## Records excerpted from a collection:
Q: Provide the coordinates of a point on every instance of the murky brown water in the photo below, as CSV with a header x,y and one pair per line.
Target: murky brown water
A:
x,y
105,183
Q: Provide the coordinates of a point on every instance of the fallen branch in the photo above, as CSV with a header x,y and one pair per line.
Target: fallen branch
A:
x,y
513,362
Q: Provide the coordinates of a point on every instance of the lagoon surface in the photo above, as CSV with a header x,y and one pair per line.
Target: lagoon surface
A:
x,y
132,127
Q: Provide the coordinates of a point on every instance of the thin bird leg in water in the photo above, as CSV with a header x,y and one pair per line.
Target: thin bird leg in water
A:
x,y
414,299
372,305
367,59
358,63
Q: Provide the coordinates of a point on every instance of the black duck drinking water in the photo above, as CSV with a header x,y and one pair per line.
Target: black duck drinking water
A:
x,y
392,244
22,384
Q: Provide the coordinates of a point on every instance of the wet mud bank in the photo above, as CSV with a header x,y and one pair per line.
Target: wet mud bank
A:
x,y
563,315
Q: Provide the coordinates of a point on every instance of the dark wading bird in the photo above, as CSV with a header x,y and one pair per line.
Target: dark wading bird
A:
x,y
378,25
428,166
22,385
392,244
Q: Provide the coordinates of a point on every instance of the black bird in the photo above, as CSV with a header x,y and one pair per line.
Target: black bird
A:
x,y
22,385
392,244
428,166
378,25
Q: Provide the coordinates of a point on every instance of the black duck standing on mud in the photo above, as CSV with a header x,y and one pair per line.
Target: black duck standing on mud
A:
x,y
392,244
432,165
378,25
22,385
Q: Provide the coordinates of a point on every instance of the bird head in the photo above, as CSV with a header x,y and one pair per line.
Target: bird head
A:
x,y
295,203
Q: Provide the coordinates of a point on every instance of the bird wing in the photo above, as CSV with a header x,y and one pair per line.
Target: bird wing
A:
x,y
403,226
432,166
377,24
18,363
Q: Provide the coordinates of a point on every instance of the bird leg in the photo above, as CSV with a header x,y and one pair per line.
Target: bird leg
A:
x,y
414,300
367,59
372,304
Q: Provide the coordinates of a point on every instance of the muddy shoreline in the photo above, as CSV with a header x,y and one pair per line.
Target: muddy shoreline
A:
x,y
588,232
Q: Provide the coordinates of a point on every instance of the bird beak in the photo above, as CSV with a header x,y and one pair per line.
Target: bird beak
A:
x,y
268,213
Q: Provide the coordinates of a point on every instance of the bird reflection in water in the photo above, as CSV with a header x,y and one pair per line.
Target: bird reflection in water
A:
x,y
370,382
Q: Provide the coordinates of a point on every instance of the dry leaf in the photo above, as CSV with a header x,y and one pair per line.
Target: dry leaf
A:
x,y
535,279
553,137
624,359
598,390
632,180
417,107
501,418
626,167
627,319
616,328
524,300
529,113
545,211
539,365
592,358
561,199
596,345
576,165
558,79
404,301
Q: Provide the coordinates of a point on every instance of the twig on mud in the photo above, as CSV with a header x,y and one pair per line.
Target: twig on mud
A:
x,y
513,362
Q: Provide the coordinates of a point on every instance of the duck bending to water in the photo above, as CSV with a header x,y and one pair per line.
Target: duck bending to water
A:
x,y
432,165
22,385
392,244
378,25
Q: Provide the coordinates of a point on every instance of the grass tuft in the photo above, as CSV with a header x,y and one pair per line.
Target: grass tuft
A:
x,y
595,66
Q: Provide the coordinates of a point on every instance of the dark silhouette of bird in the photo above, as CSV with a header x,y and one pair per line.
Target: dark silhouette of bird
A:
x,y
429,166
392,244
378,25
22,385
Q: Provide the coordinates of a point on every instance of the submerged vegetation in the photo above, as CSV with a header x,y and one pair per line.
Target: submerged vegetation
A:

## Exercise requirements:
Set the lines down exactly as they stand, beginning at the one that contains "Target: grass tuft" and stopping after the last line of the entries above.

## Output for this task:
Target: grass tuft
A:
x,y
595,66
Q: Provide the coordinates of a point on every instance of the dark silhouette of bird in the photo above, as CSV with a header x,y and one pair per line.
Target: dark silhouette of bird
A:
x,y
429,166
392,244
378,25
22,385
Q: Provide the coordinates of a point on every instance of the submerged vegetation in the photo above, as CSV with a header x,y and one pair per line.
Target: submerged vegetation
A:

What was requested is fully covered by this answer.